Beantworte die folgenden Fragen zum Text über die Anlage „Waste2Value”:
1. Auf welchem Gelände wurde die Forschungsanlage in Betrieb genommen?
2. Welches Gas wird in der Anlage aus Abfällen und Reststoffen hergestellt?
3. Mit welcher Leistung ist die Pilotanlage gebaut?
-------- Ausgewählter Auszug --------
••• Von Helga Krémer
WIEN. Am Gelände der Müllverbrennungsanlage Simmeringer Haide wurde eine ganz besondere Forschungsanlage in Betrieb genommen: „Waste2Value” – die weltweit erste Anlage für die Produktion von grünen Treibstoffen dieser Art, bei der aus Abfällen und Reststoffen Synthesegas hergestellt wird. Dieses Gas wird direkt vor Ort weiterverwertet, unter anderem zur Produktion von erneuerbarem und CO2-neutralem Diesel.
Wertvolles Endprodukt
Mit einem Megawatt Leistung ist die Pilotanlage bereits in einem industrienahen Maßstab gebaut – also im letzten Stadium vor einer Anlage im Realbetrieb. Die Forschungsaktivitäten wurden bereits gestartet.
-------- Gespeicherte Daten --------
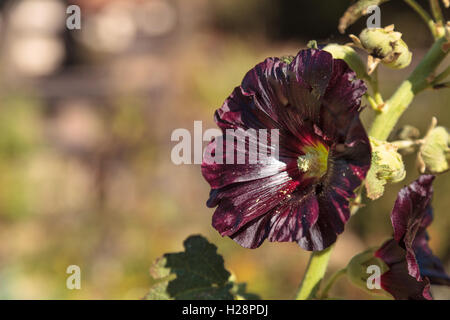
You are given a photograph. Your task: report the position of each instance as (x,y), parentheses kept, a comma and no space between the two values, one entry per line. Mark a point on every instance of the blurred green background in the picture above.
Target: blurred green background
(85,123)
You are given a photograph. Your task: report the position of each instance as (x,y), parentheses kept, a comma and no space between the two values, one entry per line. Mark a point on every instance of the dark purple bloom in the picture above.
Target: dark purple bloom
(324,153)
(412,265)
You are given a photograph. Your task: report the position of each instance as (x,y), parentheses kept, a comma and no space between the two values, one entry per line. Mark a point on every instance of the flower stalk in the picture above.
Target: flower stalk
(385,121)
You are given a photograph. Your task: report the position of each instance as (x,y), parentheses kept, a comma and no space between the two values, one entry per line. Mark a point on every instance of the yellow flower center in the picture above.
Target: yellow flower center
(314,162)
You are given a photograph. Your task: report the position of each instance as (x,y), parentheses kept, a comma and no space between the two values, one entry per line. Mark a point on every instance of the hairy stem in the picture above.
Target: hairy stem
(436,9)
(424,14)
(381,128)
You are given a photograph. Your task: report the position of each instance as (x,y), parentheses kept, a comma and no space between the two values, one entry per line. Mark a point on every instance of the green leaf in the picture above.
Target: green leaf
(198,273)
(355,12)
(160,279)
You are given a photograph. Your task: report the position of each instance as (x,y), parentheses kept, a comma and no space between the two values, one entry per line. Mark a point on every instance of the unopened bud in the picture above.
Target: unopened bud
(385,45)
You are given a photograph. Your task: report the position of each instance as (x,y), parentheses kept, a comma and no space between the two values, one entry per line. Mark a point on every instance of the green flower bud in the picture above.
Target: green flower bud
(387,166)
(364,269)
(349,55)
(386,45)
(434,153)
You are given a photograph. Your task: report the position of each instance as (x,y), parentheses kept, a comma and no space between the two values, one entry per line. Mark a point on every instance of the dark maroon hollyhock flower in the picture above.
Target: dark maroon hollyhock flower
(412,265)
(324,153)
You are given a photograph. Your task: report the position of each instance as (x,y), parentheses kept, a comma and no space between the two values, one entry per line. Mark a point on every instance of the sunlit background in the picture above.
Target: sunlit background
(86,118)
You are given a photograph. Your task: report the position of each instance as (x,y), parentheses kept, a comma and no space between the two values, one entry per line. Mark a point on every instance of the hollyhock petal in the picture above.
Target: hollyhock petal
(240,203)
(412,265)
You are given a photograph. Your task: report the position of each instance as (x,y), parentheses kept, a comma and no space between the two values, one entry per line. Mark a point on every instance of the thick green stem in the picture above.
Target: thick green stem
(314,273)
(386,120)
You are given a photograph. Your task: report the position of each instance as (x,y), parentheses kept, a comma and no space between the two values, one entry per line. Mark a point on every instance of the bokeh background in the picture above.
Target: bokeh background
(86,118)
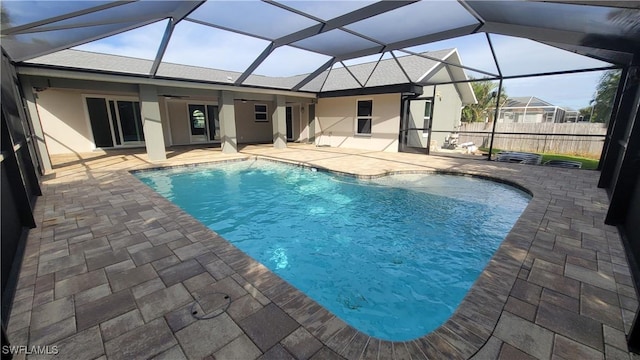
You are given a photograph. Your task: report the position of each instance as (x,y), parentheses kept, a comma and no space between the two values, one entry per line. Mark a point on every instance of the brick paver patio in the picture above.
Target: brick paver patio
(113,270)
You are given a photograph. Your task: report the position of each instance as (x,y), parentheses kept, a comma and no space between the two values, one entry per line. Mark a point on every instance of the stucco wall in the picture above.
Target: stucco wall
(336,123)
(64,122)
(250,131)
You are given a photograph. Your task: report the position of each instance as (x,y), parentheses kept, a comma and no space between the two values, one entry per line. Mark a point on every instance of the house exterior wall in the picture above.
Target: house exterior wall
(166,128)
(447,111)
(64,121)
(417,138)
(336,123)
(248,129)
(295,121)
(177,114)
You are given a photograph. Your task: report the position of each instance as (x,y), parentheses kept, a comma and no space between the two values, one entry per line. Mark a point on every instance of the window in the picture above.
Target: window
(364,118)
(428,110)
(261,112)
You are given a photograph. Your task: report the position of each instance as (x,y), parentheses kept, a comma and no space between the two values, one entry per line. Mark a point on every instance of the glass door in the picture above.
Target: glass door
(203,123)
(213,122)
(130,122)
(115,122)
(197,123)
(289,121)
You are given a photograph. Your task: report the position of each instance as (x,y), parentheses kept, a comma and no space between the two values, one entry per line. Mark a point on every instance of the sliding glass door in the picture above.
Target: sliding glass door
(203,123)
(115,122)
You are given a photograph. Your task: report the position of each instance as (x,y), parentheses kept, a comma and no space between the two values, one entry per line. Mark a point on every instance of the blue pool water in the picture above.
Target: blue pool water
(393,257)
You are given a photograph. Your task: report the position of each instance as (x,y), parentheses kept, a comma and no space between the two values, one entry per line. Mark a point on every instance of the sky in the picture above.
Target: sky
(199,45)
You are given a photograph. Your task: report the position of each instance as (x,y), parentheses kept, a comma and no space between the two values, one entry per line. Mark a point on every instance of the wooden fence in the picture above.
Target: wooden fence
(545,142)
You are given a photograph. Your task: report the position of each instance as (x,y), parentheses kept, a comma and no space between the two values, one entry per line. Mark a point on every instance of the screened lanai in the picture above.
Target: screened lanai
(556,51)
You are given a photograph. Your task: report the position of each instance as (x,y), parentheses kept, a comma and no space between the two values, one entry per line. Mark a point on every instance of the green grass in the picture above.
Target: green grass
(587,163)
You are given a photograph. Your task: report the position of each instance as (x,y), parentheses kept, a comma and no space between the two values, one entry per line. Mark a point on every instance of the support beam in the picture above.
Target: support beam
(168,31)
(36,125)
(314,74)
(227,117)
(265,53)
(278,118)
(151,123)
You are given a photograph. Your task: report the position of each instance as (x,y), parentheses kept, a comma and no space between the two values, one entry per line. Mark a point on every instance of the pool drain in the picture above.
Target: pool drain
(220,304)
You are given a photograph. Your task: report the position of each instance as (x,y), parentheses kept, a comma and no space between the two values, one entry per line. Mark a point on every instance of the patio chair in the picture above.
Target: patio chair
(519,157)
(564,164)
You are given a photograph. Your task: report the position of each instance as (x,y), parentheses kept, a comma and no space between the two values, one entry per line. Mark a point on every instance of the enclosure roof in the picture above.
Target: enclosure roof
--------
(Schriftliche Antwort)
1. Auf dem Gelände der Müllverbrennungsanlage Simmeringer Haide in Wien.
2. Synthesegas.
3. Mit einem Megawatt.